### Tasks to carry out
a) List every team sport that the article on high school sports and COVID-19 names as involving some contact between participants.
b) Continue the article on high school sports and COVID-19 from its final sentence.

When COVID-19 reared its ugly head in March, it ended all high school sports for the school year.

In fact, all sports came to a screeching halt.

Since then, some professional sports have returned, while college and high school sports are in limbo.

Should high school sports return this fall? Professional and college sports are big money makers. Baseball, NASCAR and the PGA, NBA and NFL are all attempting play. These all have lucrative television contracts.

COVID-19 is highly contagious and easily spread. Although there are few studies on its effects on teenagers, transmission of the virus does appear to be possible by younger people. As a result, social distancing and masks will be required this fall in schools. But what about sports?

A lot depends on the sport. Individual sports, such as cross country, golf and tennis, require little interaction between participants. The spread of COVID-19 would be minimal if any.

Meanwhile, football, soccer, field hockey and volleyball are team sports where there is some degree of contact between participants, unless you are a defensive player in the Big 12. The possibility of spreading the virus is greatly increased in these sports.

Not only can the participants be exposed to the virus, but spectators are at risk as well. While professional sports – and college sports – can be seen on television, that option is not available to watch your son or daughter.

What could be done? There are three options: go ahead and play, cancel the season or wait until spring.

With the first option, the problem is the same as what happened this winter: The season ends in the middle.

### Supplied entries
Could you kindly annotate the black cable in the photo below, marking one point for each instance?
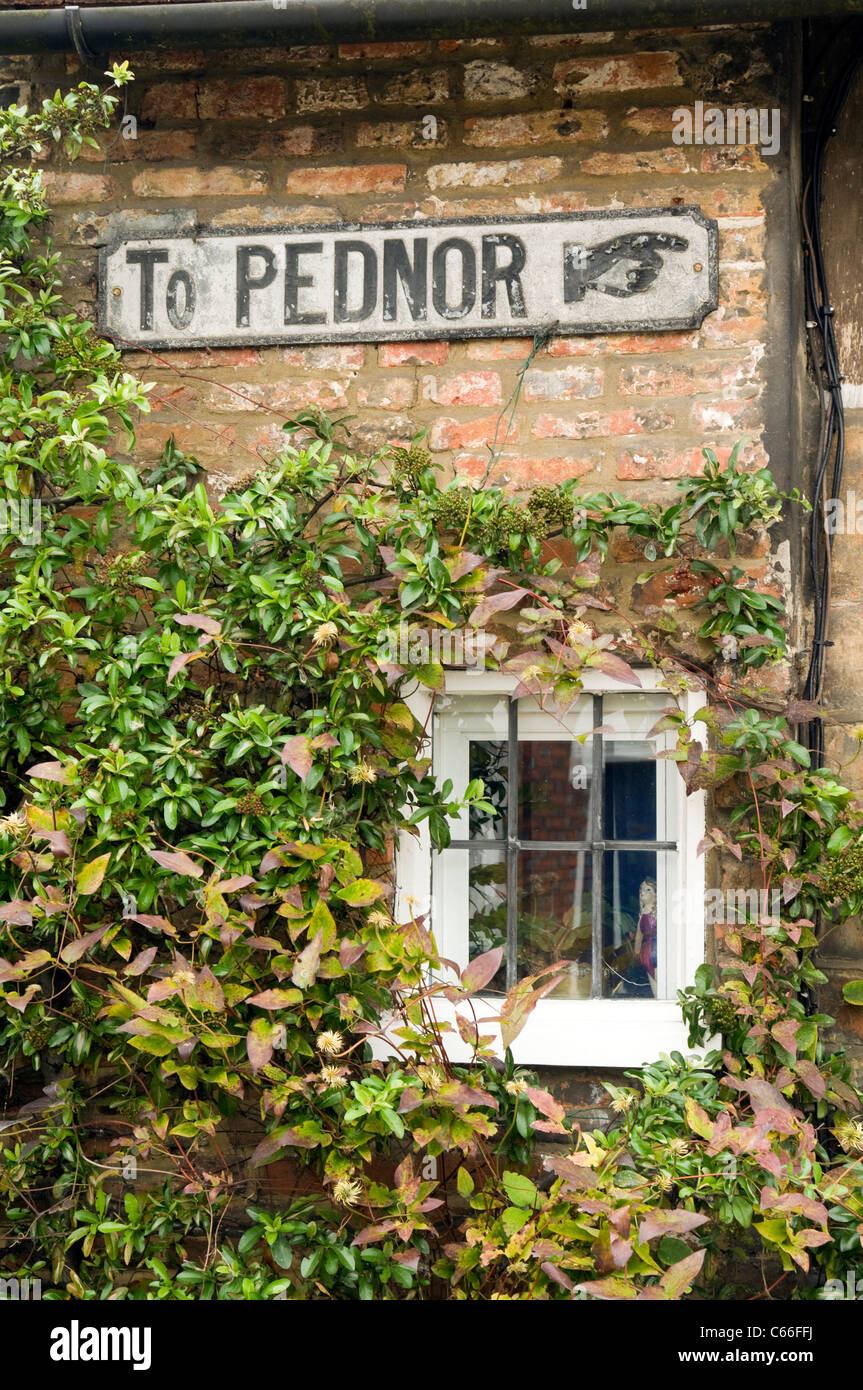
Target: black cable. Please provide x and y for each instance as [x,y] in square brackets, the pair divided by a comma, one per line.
[820,319]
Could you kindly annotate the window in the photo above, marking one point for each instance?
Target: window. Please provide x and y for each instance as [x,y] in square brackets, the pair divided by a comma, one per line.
[589,858]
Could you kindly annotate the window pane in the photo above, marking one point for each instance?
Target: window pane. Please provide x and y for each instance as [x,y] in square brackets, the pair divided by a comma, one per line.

### Responses to the exercise
a) Football, soccer, field hockey, volleyball

b)
Canceling the season has pros and cons. It would help stop the possible spread of the virus, but many students would lose out an important part of their high school experience, including some who would miss the chance to earn a college scholarship.

Then, there is the third option. There has been talk in the college ranks of playing football in the spring. The season would start in March and go to May.

Some would argue that the weather in March would be too rough to play football, but, in reality, the season would be reversed. Instead of starting in hot weather and playing until it gets cold, it would be the opposite. It would not affect indoor team sports.

In many parts of the country, spring football takes place. In colleges, spring practice is an important part of the year.

Spring football would allow students to participate in an important part of their high school experience. In eight months, the possibility of a vaccine increases. However, if a vaccine is not found by then, the season will still be canceled.

The important thing to remember is that this is a safety issue, not one of convenience.